Repeat the records below exactly.

### Material provided ###

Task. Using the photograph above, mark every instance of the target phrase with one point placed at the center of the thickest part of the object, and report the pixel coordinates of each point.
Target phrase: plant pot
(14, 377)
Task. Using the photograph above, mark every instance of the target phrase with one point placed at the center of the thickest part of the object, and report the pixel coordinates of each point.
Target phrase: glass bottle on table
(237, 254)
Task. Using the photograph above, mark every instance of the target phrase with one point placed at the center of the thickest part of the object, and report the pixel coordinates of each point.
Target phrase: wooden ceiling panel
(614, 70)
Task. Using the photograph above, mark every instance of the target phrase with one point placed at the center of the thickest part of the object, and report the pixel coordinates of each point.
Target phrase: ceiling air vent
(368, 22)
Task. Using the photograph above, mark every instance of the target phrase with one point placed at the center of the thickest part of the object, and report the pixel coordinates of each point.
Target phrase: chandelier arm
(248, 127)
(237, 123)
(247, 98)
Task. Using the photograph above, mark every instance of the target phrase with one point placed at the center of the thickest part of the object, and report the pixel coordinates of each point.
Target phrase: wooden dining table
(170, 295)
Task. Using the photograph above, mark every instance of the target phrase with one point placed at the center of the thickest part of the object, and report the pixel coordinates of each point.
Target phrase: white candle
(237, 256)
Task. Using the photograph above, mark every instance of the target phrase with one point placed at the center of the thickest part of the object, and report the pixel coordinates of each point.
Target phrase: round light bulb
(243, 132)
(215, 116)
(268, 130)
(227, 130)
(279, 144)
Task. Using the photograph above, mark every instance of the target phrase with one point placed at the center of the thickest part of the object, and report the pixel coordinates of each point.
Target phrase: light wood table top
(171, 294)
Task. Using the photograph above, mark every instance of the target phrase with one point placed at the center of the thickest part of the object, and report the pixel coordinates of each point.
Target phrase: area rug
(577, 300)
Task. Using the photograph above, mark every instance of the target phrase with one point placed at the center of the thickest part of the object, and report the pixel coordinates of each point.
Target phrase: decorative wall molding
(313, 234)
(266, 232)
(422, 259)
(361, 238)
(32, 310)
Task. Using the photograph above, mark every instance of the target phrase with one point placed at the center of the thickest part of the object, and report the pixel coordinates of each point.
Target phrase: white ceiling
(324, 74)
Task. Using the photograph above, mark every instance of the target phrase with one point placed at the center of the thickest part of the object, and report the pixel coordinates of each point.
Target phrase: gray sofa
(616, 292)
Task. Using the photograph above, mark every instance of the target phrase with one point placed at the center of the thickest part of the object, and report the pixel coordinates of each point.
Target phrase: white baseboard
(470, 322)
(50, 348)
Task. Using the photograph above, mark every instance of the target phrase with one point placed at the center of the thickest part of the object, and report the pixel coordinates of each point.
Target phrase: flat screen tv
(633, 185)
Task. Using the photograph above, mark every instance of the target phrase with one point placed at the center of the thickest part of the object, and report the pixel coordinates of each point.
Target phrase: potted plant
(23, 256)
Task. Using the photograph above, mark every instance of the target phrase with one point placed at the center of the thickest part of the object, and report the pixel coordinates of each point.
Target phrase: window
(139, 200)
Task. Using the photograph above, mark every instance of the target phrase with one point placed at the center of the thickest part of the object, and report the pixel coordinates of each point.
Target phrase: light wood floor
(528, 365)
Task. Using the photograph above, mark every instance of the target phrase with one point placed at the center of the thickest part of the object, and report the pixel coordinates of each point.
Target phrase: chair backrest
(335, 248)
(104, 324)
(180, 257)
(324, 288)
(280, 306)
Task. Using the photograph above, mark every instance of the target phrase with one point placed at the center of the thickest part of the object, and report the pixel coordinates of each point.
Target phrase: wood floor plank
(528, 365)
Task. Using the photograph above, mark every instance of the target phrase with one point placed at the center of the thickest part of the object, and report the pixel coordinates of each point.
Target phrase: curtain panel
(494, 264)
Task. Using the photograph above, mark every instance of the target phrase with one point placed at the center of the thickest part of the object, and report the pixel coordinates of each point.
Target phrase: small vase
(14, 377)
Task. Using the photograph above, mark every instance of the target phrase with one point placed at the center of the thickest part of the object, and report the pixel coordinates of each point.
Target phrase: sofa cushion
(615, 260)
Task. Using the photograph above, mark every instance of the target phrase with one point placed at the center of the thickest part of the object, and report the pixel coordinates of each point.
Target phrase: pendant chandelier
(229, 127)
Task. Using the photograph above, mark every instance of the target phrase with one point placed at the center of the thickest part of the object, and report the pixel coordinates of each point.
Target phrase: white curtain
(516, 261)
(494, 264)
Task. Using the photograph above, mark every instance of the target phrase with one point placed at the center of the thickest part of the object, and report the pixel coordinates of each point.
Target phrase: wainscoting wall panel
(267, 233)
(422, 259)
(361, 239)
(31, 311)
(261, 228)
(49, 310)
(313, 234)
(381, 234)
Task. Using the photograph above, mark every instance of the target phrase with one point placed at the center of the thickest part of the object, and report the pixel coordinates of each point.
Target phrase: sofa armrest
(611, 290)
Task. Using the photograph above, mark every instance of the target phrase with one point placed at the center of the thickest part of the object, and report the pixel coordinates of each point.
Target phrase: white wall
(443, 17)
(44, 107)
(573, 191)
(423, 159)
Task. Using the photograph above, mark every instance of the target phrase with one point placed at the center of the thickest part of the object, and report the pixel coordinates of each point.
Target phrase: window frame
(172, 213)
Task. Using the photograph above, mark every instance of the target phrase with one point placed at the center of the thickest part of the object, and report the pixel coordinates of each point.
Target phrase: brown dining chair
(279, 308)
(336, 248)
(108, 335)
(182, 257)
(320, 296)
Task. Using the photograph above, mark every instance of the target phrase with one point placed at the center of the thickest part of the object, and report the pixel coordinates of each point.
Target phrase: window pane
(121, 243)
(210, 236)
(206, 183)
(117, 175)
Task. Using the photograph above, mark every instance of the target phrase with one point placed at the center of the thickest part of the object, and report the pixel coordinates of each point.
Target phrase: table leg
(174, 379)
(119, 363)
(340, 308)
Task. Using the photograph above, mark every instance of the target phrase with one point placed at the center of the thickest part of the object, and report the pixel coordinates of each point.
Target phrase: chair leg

###

**Response for this exercise:**
Task. Using the photograph above, mark every instance of the target phrase with one point placed at the center of the thickest part of the object, and report the pixel coordinates of each point.
Target phrase: plant pot
(14, 377)
Task. Using the photograph above, mark every instance of the target phrase with one point placed at the center of the thickest part of the object, and report the pixel coordinates of each point.
Target phrase: glass bottle on table
(237, 254)
Task. Using the photograph above, mark every instance of the target phrase with one point placed at the center of the thickest part of the object, and report the pixel coordinates of each point.
Target phrase: wooden ceiling panel
(614, 70)
Task. Using the photograph above, mark every instance of the target phrase with one point placed at the center of the thickest part of the object, and report the pixel coordinates of each point.
Target phrase: ceiling air vent
(368, 22)
Task. Using the photograph above, mark every instance of the target phrase with one point placed at the center of the thickest part of the object, and report the pixel coordinates of each point.
Target phrase: chandelier arm
(248, 127)
(237, 123)
(247, 98)
Task. Using the photograph above, mark every instance of the target phrase with one point placed at the center of the thickest part of the object, and report the pixel coordinates of each point.
Target phrase: wooden dining table
(170, 295)
Task. Using the photograph above, mark every instance of the target phrase with one point placed at the center of the thickest part of the object, and report the pixel coordinates of each point.
Target phrase: white candle
(237, 256)
Task. Using the photograph above, mark every instance of the target phrase with one point placed at the center of the thickest part of the object, and report the pixel coordinates of each point.
Target phrase: round light bulb
(243, 132)
(215, 116)
(268, 130)
(227, 130)
(279, 144)
Task. Using the photograph above, mark every instance of the target phrase with one point placed at the center of the thickest part of the object, and report the pixel coordinates of each point.
Target phrase: light wood table top
(171, 294)
Task. Using the photograph above, mark every instance of the target phrase with one point placed at the center of the thickest part of the object, and report the pixel coordinates of each point.
Target phrase: area rug
(577, 300)
Task. Using the photograph above, mark every instance of the target phrase with one point placed at the center of the thickest part of the object, and report the pixel coordinates of each point.
Target phrase: decorative wall molding
(313, 234)
(266, 232)
(422, 259)
(361, 238)
(32, 310)
Task. Using the photograph above, mark every instance of the target phrase with one point placed at the center of the thickest part of the object, and report the pixel coordinates of each point.
Target phrase: white ceiling
(324, 74)
Task. Using the photograph above, mark every instance of the target phrase with one point placed at the center of the thickest part of the object, and report the pixel coordinates of each point.
Target phrase: gray sofa
(616, 292)
Task. Using the photograph above, mark every instance of the target phrase with one point placed at the center of the thickest part of the object, and report the pixel coordinates of each point.
Target phrase: white baseboard
(470, 322)
(50, 348)
Task. Using the photograph above, mark every instance of the target phrase with one point placed at the center of the thickest part of the object, and report the pixel coordinates of each point.
Target phrase: flat screen tv
(633, 185)
Task. Using the photograph above, mark every instance of the target phrase with one point placed at the center of the thickest part of the object, and report the pixel coordinates of each point.
Target phrase: potted plant
(23, 256)
Task. Using the photograph above, mark every instance of the target phrase with one point placed at the center of the thickest part of the object, and report the pixel coordinates of each point.
Target phrase: window
(139, 200)
Task. Using the photograph above, mark every instance of the target phrase with one point placed at the center of the thickest part of the object, and report the pixel coordinates of each point.
Target phrase: light wood floor
(528, 365)
Task. Using the photograph above, mark every instance of the target phrase with one point placed at the center of the thickest part of the object, and report the pixel coordinates of each point.
Target phrase: chair backrest
(335, 248)
(104, 324)
(180, 257)
(324, 288)
(280, 306)
Task. Using the photograph above, mark every instance of the target phrase with one point placed at the center of the thickest part of the object, and report the pixel coordinates of each point.
Target phrase: wood floor plank
(528, 365)
Task. Using the photograph above, mark every instance of the target phrase with one point placed at the center of the thickest part of the object, and report the pixel coordinates of each point.
Target phrase: curtain panel
(494, 264)
Task. Using the photograph above, mark every instance of the target phrase with one point placed at the center of the thickest part of the object, and report the pixel coordinates of each point.
Target phrase: small vase
(14, 377)
Task. Using the photograph above, mark every instance of the target phrase with one point placed at the center of the thickest part of the object, and report the pixel coordinates of each point.
Target phrase: sofa cushion
(615, 260)
Task. Using the photograph above, mark every instance of the target phrase with one point placed at the center of the thickest part of the object, and report the pixel coordinates of each point.
Target phrase: pendant chandelier
(229, 127)
Task. Using the photograph above, mark every instance of the target phrase with one point placed at the center of the thickest part of the object, and report the pixel coordinates of each point.
Target phrase: white curtain
(516, 261)
(494, 264)
Task. Using the photograph above, mark every instance of the target phrase with one point placed at the center of the thickest part of the object, and report the pixel coordinates of each point.
Target phrase: wainscoting wall panel
(267, 233)
(422, 259)
(361, 239)
(31, 311)
(261, 228)
(49, 310)
(313, 234)
(381, 234)
Task. Using the photograph above, mark every instance of the target phrase with one point placed at the center of the thickest part of the object, and report the pixel coordinates of each point.
Target phrase: sofa armrest
(611, 290)
Task. Using the photograph above, mark every instance of the target phrase with one point placed at the center of the thickest part of the object, and report the pixel coordinates of each point.
Target phrase: white wall
(443, 17)
(44, 107)
(573, 191)
(423, 159)
Task. Using the photograph above, mark every instance of the target phrase with one point placed at the center of the thickest part of the object, and report the pixel coordinates of each point.
Target phrase: window frame
(172, 213)
Task. Using the photograph above, mark every instance of the target phrase with one point placed at the center of the thickest part of the object, and report the pixel coordinates of each point.
Target phrase: brown dining chair
(279, 308)
(336, 248)
(108, 335)
(182, 257)
(320, 296)
Task. Using the photograph above, mark every instance of the target phrase with one point placed at the center of the thickest part of the object, and report the pixel coordinates of each point.
Target phrase: window pane
(121, 243)
(210, 236)
(206, 183)
(117, 175)
Task. Using the photograph above, mark every instance of the target phrase with one point placed at the center of the thickest part of the object, and report the pixel coordinates of each point.
Target phrase: table leg
(174, 379)
(119, 363)
(340, 308)
Task. Using the photograph above, mark every instance of the target phrase with one point placed at the center of the thickest part of the object, and report the pixel coordinates of each point.
Target phrase: chair leg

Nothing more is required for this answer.